### Dataset content
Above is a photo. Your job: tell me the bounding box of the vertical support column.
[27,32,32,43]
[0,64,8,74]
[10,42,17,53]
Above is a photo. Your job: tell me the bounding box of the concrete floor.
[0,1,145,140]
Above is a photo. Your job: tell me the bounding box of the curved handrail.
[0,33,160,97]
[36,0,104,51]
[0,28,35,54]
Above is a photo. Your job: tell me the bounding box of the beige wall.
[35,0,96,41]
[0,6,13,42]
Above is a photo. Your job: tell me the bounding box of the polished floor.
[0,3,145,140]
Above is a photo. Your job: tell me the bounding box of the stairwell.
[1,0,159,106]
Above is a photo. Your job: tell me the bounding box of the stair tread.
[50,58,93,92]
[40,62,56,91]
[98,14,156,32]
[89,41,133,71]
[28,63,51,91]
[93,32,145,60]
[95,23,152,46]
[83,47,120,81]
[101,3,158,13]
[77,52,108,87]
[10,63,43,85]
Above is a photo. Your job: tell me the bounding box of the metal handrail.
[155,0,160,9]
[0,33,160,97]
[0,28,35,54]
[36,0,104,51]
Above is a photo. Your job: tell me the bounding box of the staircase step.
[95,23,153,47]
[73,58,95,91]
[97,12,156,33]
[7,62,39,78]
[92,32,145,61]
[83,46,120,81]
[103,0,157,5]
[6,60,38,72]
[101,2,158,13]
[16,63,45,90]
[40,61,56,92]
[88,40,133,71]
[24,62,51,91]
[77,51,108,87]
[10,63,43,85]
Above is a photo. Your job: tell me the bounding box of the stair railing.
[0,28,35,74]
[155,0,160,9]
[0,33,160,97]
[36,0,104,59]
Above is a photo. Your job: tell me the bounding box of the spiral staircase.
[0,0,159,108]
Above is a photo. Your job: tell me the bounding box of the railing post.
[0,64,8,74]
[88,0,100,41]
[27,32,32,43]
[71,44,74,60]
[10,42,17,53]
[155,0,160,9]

### Exercise prompt
Please rewrite all of the records above, changing every "bounding box" to "enclosing box" and leaving everything else as it is.

### Output
Above is a photo. Your job: tell me the enclosing box of the vertical support column.
[27,32,32,43]
[0,64,8,74]
[10,42,17,53]
Above is a photo. Your job: tell me the enclosing box of the concrete floor.
[0,1,145,140]
Above is a photo. Your job: tell me the enclosing box of the curved handrail.
[0,33,160,97]
[36,0,104,51]
[0,28,35,54]
Above is a photo. Your job: tell me the enclosing box of the beige wall.
[35,0,96,41]
[0,6,13,42]
Above is a photo. Your job: tell me the enclosing box of the polished floor.
[0,3,145,140]
Above is a photo. Your job: tell me the enclosing box of the stairwell.
[1,0,159,106]
Above is a photo. Your job: tell me the enclosing box of the stair tread.
[50,58,93,92]
[40,62,56,91]
[98,14,156,32]
[89,41,133,71]
[28,63,51,91]
[93,32,145,60]
[95,23,152,46]
[83,47,120,81]
[101,3,158,13]
[77,52,108,87]
[10,63,43,85]
Above is a photo. Your job: tell me the enclosing box of the metal handrail.
[155,0,160,9]
[0,33,160,97]
[0,28,35,54]
[36,0,104,51]
Above is a photo. Your job: tell me the enclosing box of the staircase step.
[95,23,153,47]
[73,58,95,91]
[97,12,156,33]
[7,62,39,78]
[92,32,145,61]
[83,46,120,81]
[103,0,157,5]
[6,60,38,72]
[101,2,158,13]
[16,63,45,90]
[40,61,56,92]
[88,40,133,71]
[24,62,51,91]
[77,51,108,87]
[10,63,43,85]
Above is a photo. Your job: tell me the enclosing box of the stair railing.
[0,28,35,74]
[155,0,160,9]
[0,33,160,97]
[36,0,104,59]
Above is a photo. Your job: tell me the enclosing box of the spiral staircase.
[0,0,159,108]
Above is a photo. Your job: tell me the enclosing box of the railing post.
[0,64,8,74]
[88,0,100,41]
[27,32,32,43]
[71,44,74,60]
[10,42,17,53]
[155,0,160,9]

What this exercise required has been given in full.